Aim of the exercise -
Answer these questions from the text on missing aged voices in speech data below:
1. What kind of speech makes up most of the data in open corpora, and where is it recorded?
2. How many speakers do dysarthric and post-stroke speech corpora often have?
3. Where does collected data go before it touches training?

There is almost no public recording of the voices we build for.
Open speech corpora are full of fluent younger adults reading clean sentences. They contain almost nothing that sounds like a 91-year-old with post-stroke speech in a noisy nursing wing. You cannot model a distribution you never sampled — so we go and sample it.
Every bias we have written about — accent, age, gender — traces back to the same root cause. A model can only learn the voices it was shown, and the voices it was shown came from a handful of large public corpora. Those corpora are extraordinary engineering achievements and they contain almost nobody like our residents. The frail aged voice is not underrepresented in the training data. For most practical purposes it is absent.
The hole in the public data
Walk through what the open corpora actually contain and the gap is stark:
- Read, not spontaneous. Most data is people reading prepared sentences in a quiet room. Our residents speak haltingly, off-script, mid-cough, with a roommate's TV behind them.
- Young, not old. Speaker age skews to working adults. Recordings of the 85-plus are rare, and recordings of the 85-plus with a clinical speech condition are nearly nonexistent.
- Healthy, not impaired. Dysarthric and post-stroke speech corpora exist but are tiny, often a few dozen speakers, and rarely cleared for commercial training.
- The consent wall. The people whose voices we most need to model are a vulnerable, often cognitively impaired population. Collecting their speech responsibly is genuinely hard — which is part of why nobody has, and part of why we will not cut corners doing it.
You cannot evaluate fairness on a cohort you have no data for, and you certainly cannot fix it. The dataset gap is upstream of every metric. It is the thing that makes the bias structural rather than incidental.
What we actually do about it
We treat data collection as core engineering, not a side project, and we do it carefully.
- Consented, in-facility capture. With explicit, revocable consent from residents or their proxies, and with facility and IRB-style review, we build a small but real corpus of the voices we serve — in the actual acoustic conditions they live in.
- Events, not archives. Consistent with how the whole product works, we keep what is needed to improve recognition and discard raw audio aggressively. The goal is a better model, not a recording library.
- Targeted augmentation. We take the limited real aged speech we have and expand it synthetically — adding tremor, breathiness, lower f0 stability, slower rate, and realistic bedside noise — so the model sees the failure modes far more often than the raw hours alone would allow.
- Eval first. Before any of it touches training, it goes into the sliced eval set, so we can prove a change helped the worst-served cohort instead of just assuming it did.
Augmentation is a bridge, not a destination — a synthetic tremor is an approximation of a real one, and we are honest with ourselves about that. But it lets us start closing the gap today instead of waiting for a corpus that the industry has shown no sign of building.
The principle underneath is plain. If the people we serve are missing from the data, they will be missing from the product, and the most underserved voices in the building stay underserved. So we go room by room, with consent, and put them back into the distribution — because a model that has never heard a voice like yours was never going to listen to you well.

Phrase grounding data:
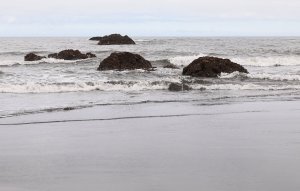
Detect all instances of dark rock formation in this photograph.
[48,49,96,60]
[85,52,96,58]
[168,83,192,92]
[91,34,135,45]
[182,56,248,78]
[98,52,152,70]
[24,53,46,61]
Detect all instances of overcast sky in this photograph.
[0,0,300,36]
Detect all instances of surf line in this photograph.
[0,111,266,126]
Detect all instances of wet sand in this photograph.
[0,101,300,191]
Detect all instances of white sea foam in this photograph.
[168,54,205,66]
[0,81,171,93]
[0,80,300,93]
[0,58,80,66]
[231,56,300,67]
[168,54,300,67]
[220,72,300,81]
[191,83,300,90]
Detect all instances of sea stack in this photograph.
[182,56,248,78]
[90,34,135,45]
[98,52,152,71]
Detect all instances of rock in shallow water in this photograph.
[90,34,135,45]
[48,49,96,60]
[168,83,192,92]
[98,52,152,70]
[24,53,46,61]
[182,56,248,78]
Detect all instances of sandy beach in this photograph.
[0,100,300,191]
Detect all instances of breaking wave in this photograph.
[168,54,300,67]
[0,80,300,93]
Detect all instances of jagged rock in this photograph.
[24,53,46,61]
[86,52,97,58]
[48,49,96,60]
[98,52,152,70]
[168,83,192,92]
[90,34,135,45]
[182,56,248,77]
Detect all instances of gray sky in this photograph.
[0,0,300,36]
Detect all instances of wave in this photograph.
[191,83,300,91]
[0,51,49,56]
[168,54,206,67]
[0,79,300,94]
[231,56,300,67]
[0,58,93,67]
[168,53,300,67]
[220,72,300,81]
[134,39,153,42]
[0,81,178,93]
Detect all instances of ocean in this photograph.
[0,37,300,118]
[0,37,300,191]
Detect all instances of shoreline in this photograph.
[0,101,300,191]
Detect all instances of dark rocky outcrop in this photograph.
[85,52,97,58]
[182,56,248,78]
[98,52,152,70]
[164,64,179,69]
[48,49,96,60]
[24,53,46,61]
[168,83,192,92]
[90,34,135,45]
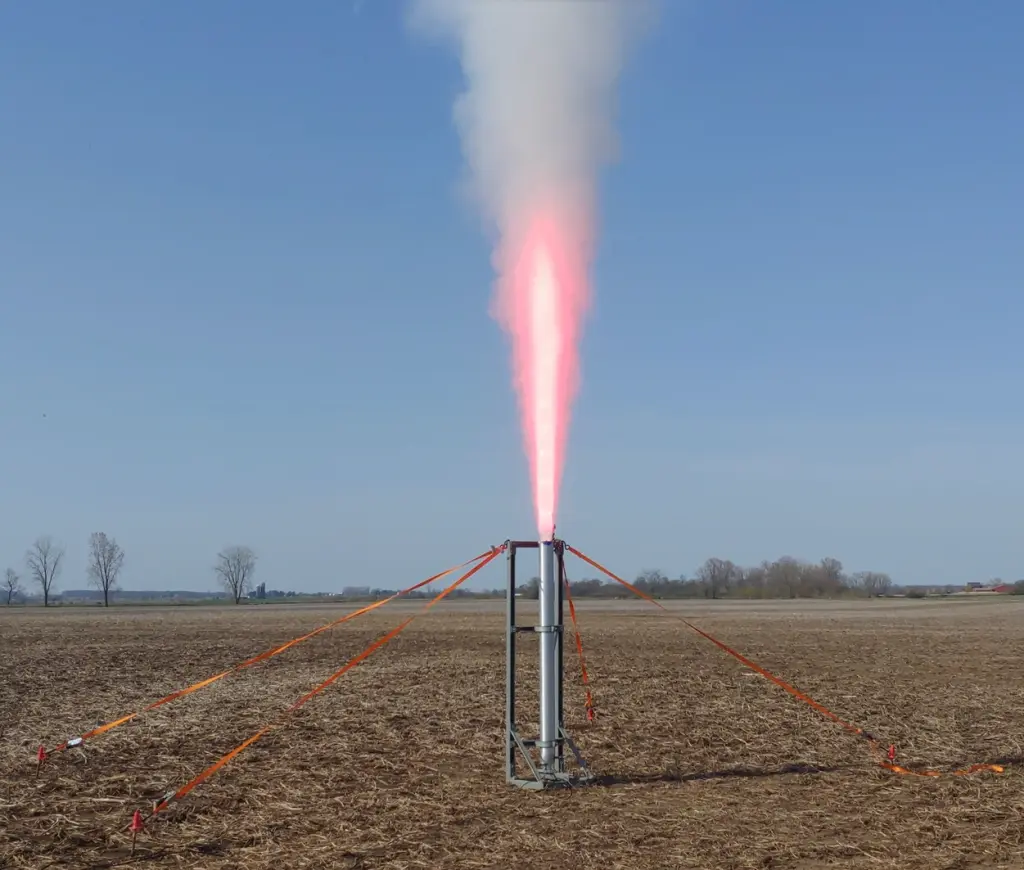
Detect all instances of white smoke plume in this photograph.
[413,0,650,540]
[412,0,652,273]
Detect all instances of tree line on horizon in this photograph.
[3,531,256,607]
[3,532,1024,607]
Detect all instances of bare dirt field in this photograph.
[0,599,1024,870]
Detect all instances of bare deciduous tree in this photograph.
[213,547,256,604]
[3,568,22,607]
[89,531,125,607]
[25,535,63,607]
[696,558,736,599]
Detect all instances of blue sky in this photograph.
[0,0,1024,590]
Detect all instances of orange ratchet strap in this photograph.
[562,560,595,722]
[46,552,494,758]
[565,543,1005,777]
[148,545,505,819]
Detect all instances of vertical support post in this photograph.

Task result -
1. People reading prepared sentences, recorded in a quiet room.
2. Often a few dozen speakers.
3. Into the sliced eval set.